#### [TASK PROMPT]
Reproduce all the entries precisely.
** START **
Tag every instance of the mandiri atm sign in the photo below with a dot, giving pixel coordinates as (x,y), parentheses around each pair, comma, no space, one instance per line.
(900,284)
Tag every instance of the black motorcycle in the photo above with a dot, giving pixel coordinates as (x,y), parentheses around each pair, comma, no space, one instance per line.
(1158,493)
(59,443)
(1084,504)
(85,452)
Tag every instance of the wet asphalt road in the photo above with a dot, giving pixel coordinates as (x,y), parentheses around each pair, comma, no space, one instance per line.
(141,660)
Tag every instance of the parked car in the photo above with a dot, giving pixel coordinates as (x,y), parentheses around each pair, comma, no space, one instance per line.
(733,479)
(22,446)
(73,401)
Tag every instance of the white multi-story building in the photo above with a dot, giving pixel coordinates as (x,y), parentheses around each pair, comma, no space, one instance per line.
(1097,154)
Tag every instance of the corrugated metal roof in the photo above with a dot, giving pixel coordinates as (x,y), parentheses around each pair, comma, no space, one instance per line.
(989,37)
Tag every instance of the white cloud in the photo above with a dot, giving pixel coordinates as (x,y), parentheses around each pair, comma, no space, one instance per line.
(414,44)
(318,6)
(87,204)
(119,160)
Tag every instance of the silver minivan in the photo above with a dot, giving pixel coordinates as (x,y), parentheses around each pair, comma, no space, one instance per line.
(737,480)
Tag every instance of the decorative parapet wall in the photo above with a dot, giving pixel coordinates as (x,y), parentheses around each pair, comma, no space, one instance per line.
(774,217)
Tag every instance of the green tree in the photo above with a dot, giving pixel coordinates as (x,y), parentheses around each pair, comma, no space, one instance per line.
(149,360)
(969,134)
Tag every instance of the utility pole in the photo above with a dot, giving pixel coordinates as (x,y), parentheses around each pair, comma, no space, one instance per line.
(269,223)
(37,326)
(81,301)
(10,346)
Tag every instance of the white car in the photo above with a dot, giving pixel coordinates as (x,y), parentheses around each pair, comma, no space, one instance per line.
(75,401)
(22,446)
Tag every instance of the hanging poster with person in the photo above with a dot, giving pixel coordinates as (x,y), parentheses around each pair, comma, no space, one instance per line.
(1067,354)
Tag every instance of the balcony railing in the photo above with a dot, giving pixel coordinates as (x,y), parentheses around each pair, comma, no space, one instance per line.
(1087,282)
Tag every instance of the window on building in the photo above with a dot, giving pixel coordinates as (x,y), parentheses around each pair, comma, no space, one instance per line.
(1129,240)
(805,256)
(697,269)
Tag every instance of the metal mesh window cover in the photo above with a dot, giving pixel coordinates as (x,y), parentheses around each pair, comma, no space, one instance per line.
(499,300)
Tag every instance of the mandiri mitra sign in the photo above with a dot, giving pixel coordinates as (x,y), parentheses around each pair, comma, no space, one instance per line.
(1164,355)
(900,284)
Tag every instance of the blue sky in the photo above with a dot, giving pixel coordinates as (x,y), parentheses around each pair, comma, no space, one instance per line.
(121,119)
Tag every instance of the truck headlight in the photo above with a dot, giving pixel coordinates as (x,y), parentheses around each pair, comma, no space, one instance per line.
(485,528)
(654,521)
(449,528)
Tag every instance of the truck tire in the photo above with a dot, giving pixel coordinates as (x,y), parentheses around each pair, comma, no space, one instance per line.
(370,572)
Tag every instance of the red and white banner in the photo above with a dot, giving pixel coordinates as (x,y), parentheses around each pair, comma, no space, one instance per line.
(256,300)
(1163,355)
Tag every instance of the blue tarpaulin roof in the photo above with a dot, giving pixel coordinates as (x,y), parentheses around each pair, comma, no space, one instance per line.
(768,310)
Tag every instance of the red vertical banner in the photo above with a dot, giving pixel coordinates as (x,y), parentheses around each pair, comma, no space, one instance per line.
** END **
#### [RESPONSE TO THIS EXERCISE]
Tag every instance of the mandiri atm sign in the photo below with a dot, giving pixel coordinates as (x,y), parentheses around each pair, comma, no space, one instance per line.
(900,284)
Tag every instance of the black motorcycle in the photo above with a dot, giving pixel coordinates as (x,y), parentheses around each pair, comma, no space, one instance per line.
(1158,493)
(59,443)
(1084,504)
(85,452)
Tag every instance of the wet asphalt road in the photo above with a dot, giving pixel coordinates as (x,y), parentheses around each pair, comma, no space, one instance per line.
(141,660)
Tag every instance of the parked car in the photo above with a dot, giving pixel coordinates as (x,y), parentheses around each pair, comma, no space, one instance per line.
(733,479)
(22,446)
(73,401)
Tag every instance of the white multi-story building in the photo above with a dot, giving pixel coordinates as (x,y), parentheses around each pair, comma, no space, one instance per line.
(1097,154)
Tag every instance of the corrugated metal roof in the photo above with a dot, giving pixel coordinates as (x,y), parentheses around each pair, comma, no space, one instance per line.
(989,37)
Tag every instance of the white cloud in the photo above with a dot, giving pixel coordinates as (x,y), parentheses around each pair, comma, no space, one instance per line.
(414,44)
(318,6)
(87,204)
(119,160)
Tag every instance of the silver minivan in the photo above with a dot, giving pixel coordinates as (x,y), parentheses around each pair, comma, no space, one instance per line.
(737,480)
Tag every instance of the decorative parapet wall in the photo above with a dot, giving pixel coordinates as (x,y), parentheses around each pair, comma, no space, one instance per line.
(774,217)
Tag every instance of the green tree in the photo above with a dot, giving pixel coordinates as (x,y), parentheses around each pair, comma, no space, one instance per line.
(149,360)
(969,134)
Tag every instance of the utility pole in the photo above with a dot, giving pixel coordinates as (x,y), parentheses around each pair, comma, no space, one instance per line.
(269,223)
(37,326)
(81,301)
(10,346)
Tag every instance of the white car in the photo above with a dot, giving pixel coordinates as (x,y), parentheses around each pair, comma, no space, one instance per line.
(75,401)
(22,446)
Tag every instance of the hanging poster with person in the photo above with a dot, giving pixel coordinates as (x,y), parentheses around each pair, comma, no space, one instance per line.
(1067,354)
Tag every instance of the balcony railing in the photo above with a dot, giving pixel coordinates as (x,y), parentheses around each pair, comma, no space, one instance per line.
(1087,282)
Tag every instance of the window on building in the photo above with a dot, giving pixel coordinates as (x,y), parentheses around each pair, comma, no space, one instance per line.
(1129,240)
(805,256)
(697,269)
Tag every instance of the metal mesh window cover in the photo above with a dot, giving pixel coordinates as (x,y), parentheses around each pair, comma, no space, one instance per line.
(499,300)
Tag every instance of the mandiri mitra sign in the photo above with a dot, giving pixel coordinates as (x,y), parentheses around each pair, comma, no space, one instance per line.
(1164,355)
(900,284)
Tag every instance of the blue sky in the photo above with a dot, giving pixel coordinates as (x,y), parentheses around each pair, comma, no space, one instance per line.
(121,119)
Tag every instance of the truck headlight in the photo above with a dot, giving pixel coordinates as (x,y), parentheses around each pair, comma, no space, one instance per line.
(485,528)
(654,521)
(449,528)
Tag every instance of the truck tire in the photo above with a dot, giving pixel coordinates as (x,y), parentheses around each pair, comma, no space, one instance per line.
(370,572)
Tag every instance of the red and white banner in the photo above with a dot, giving pixel coordinates as (x,y), parentheses around each pair, comma, no space, one instance per line.
(256,300)
(1163,355)
Tag every instance of the blue tarpaulin roof in the photo above with a dot, giving pixel coordinates as (x,y), parentheses around each pair, comma, no space, one instance per line.
(768,310)
Tag every instance of the red vertical banner in the photo above with a dot, giving pixel coordinates as (x,y), parentheses around each pair, comma, no space, one instance per line.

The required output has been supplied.